* _Goal of the exercise_
Your job is to transcribe the material exactly, every line included.

* _Supplied records_
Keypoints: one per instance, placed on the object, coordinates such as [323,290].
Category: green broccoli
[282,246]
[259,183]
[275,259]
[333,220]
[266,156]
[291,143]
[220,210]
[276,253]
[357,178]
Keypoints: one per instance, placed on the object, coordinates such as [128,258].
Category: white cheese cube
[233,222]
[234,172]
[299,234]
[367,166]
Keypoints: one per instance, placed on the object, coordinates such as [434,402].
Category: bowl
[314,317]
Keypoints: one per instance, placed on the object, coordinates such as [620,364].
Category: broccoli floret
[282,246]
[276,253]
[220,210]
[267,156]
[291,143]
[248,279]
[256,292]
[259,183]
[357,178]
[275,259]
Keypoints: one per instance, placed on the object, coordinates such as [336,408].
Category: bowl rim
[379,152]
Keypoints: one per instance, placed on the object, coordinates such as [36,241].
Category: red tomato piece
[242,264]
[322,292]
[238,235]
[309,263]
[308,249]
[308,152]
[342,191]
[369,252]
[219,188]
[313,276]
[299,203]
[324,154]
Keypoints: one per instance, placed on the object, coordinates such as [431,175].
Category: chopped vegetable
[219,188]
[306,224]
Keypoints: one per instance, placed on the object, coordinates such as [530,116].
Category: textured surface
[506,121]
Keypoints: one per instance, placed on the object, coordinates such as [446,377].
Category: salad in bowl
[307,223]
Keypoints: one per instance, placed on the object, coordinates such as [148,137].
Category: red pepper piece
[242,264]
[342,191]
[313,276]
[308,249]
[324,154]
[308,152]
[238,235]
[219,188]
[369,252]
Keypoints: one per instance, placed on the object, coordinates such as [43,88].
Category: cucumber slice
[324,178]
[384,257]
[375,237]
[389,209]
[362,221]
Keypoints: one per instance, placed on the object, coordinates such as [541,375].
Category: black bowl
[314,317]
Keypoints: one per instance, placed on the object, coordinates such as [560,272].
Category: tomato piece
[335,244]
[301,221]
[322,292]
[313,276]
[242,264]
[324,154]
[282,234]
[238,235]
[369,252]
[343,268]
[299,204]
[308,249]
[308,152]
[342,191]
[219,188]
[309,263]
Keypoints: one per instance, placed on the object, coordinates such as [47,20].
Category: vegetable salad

* _Reply to the task_
Keypoints: one per instance, placed on the object, coordinates such as [323,290].
Category: green broccoli
[282,246]
[259,183]
[275,259]
[333,220]
[266,156]
[291,143]
[220,210]
[276,253]
[357,178]
Keypoints: one per instance, placed on the object, coordinates such as [128,258].
Category: white cheese cube
[233,222]
[234,172]
[299,234]
[367,166]
Keypoints: one per instance, placed on the object, coordinates such as [434,402].
Category: bowl
[314,317]
Keypoints: one per instance, placed on the object, coordinates such as [620,364].
Category: broccoli floret
[282,246]
[276,253]
[220,210]
[267,156]
[291,143]
[248,279]
[256,292]
[259,183]
[357,178]
[275,259]
Keypoints: one per instance, placed on the object, coordinates such as [336,408].
Category: bowl rim
[379,152]
Keypoints: one per instance, placed on the object, coordinates such as [36,241].
Category: red tomato piece
[242,264]
[322,292]
[238,235]
[309,263]
[308,249]
[308,152]
[342,191]
[369,252]
[219,188]
[313,276]
[299,203]
[324,154]
Keypoints: one per instance, placed on the object, coordinates such as [431,175].
Category: chopped vegetable
[219,188]
[306,224]
Keypoints: one per instance, placed on the object, coordinates such as [530,116].
Category: textured surface
[506,121]
Keypoints: one per instance, placed on the object, coordinates such as [446,377].
Category: salad in bowl
[307,223]
Keypoints: one per instance, placed on the object, coordinates such as [148,137].
Category: red pepper piece
[242,264]
[342,191]
[313,276]
[308,249]
[324,154]
[308,152]
[238,235]
[219,188]
[369,252]
Keypoints: one per instance, placed on the object, coordinates such as [43,88].
Category: cucumber slice
[324,178]
[384,257]
[375,237]
[389,209]
[362,221]
Keypoints: one per instance, placed on the object, coordinates such as [541,375].
Category: black bowl
[314,317]
Keypoints: one per instance, placed on the object, coordinates such as [560,272].
Category: tomato piece
[335,244]
[301,221]
[322,292]
[313,276]
[242,264]
[324,154]
[282,234]
[238,235]
[369,252]
[343,268]
[299,204]
[308,249]
[308,152]
[342,191]
[219,188]
[309,263]
Keypoints: one per instance, placed on the object, coordinates such as [47,20].
Category: vegetable salad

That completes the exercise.